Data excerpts
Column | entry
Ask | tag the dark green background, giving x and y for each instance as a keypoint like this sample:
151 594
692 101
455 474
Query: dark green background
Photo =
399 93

* [Problem requirements] Restate each entry above word for word.

* [Reply to the task]
Column | entry
Ask | tag the dark green background, giving x and y for each instance as a keypoint like this sample:
151 594
692 101
455 474
Query: dark green background
Photo =
399 93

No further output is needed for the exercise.